**Records shown:**

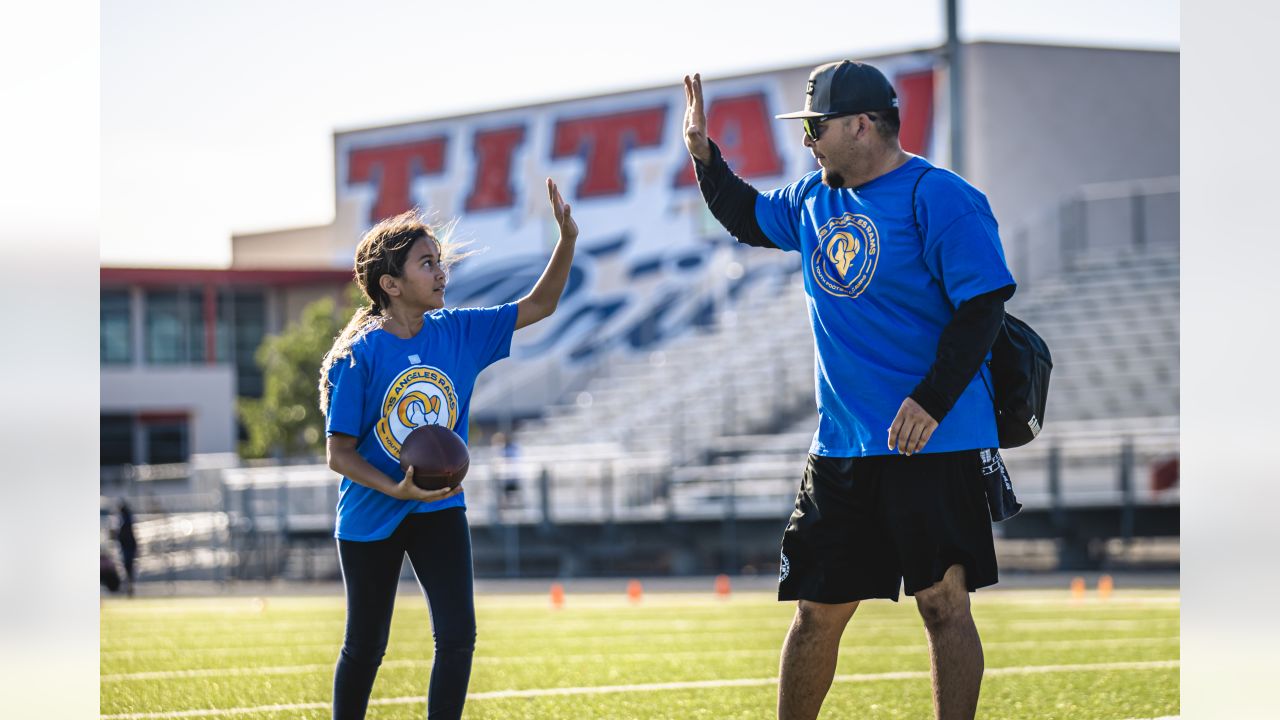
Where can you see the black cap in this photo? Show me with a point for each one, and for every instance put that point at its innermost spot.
(845, 87)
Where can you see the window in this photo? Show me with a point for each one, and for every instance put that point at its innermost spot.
(165, 440)
(115, 327)
(142, 440)
(250, 328)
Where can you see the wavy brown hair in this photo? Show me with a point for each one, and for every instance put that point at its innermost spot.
(383, 251)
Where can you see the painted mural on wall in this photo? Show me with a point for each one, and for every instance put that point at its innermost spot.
(652, 263)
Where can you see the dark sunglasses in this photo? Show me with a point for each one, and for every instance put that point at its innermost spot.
(813, 126)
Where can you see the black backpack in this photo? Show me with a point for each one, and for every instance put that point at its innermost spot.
(1019, 370)
(1019, 365)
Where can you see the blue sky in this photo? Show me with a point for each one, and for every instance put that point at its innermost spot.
(218, 118)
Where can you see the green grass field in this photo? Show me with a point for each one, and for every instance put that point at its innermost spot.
(688, 656)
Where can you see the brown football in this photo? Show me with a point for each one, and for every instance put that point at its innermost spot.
(438, 455)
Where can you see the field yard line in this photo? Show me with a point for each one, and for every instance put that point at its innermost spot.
(648, 687)
(497, 660)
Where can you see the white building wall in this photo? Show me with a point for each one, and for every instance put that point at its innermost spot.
(205, 392)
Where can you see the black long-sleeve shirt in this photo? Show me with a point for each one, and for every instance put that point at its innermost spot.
(965, 340)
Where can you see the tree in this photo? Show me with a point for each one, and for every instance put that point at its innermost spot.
(287, 420)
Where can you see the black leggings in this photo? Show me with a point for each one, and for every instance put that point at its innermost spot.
(439, 550)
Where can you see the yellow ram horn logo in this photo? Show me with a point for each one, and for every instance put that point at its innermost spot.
(841, 250)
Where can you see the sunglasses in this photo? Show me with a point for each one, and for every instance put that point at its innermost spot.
(813, 126)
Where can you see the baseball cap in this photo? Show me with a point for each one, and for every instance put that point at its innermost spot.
(845, 87)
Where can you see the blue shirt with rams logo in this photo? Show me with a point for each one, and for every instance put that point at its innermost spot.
(397, 384)
(880, 291)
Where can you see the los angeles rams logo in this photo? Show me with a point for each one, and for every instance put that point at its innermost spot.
(419, 396)
(848, 251)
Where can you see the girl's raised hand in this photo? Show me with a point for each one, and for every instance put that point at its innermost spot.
(561, 209)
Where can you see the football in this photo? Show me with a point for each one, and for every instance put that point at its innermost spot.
(438, 455)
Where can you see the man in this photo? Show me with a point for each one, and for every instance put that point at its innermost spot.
(905, 281)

**Problem to work on:** Copy out each record shown above without alteration, skipping any picture.

**Response:**
Where can you see the black cap in this photo? Show me with a point for each one, and for every instance put that point at its innermost spot.
(845, 87)
Where can you see the window in this photo? Show me with a point for each one, and for every instance put that point at its innermost spot.
(165, 440)
(115, 327)
(142, 440)
(250, 328)
Where can you see the wavy brown hair in this photo? Show me with a point for each one, and for every instance put that point at its innermost spot.
(383, 251)
Where can you see the painted mural on wall in this photo? Show me with a point for each one, and for every instance put that point at its innermost spot.
(652, 263)
Where can you see the dark sunglasses in this photo? Show me with a point for each one, and for every instance put that point at its innermost spot.
(813, 126)
Where can you see the black backpack in this photo? Show me with a point for each one, and for every instance put that point at its innermost spot.
(1019, 370)
(1019, 365)
Where can you see the blue sky in this photo? Show me with a point for each one, and for every instance put that point at its innermost spot.
(218, 118)
Where can you see the green grass field in this photo? Show me with a point for each one, and for every instance put that point at its innermost spot.
(688, 656)
Where can you see the brown football in this photo? Show me with a point for each one, and for every instance put that point at its innermost spot.
(438, 455)
Where can you see the field yard line in this photo? Show me with a point for each one, and for every instance put that point at its innermost spot.
(648, 687)
(497, 660)
Where can you see the white building wall in this photo? Show me with a point for each one, and for every instance put that point at its innermost spot.
(205, 392)
Where can you see the black long-sleeve shirt in this photo? Show me with a point for each one, and for every instance put that point at its innermost spot.
(965, 340)
Where can you see the tree in this photo? Show me with a point for each one, and for every instance put that point at its innermost spot.
(287, 420)
Where can you see the black leggings in this photo? Show me with a point for each one, and for every instance put that point at its innermost spot.
(439, 550)
Where can you see the yellow ram horn logo in this photo? Show me with a point for each one, and for every instance put that point at its innermost spot.
(841, 250)
Where can you see the sunglasses in this photo? Show me with a point for each one, and for every instance put that point at its innermost spot.
(813, 126)
Where can you see the baseball cap in this photo? Show me with a point for each one, and for every instance put that point at its innermost spot.
(845, 87)
Where can you see the blue shirt with rams logo in this photo? Show me with a point for each one, and for every instance put that point at its innermost spot.
(397, 384)
(880, 291)
Where can you see the los angeles rams logo in this photo? Show me with a point for each one, and for every instance put that point at its innermost spot.
(419, 396)
(848, 251)
Where can you see the girl's raised hand in this photo? Show me with a point for each one, and for every instance put that point at its innermost spot.
(561, 209)
Where can you see the football in this photo? Show me with a point for each one, and for every instance put that point at its innermost spot.
(438, 455)
Where can you see the man in this photo? Show me with a point for each one, and for every instance put that point at its innermost spot.
(905, 281)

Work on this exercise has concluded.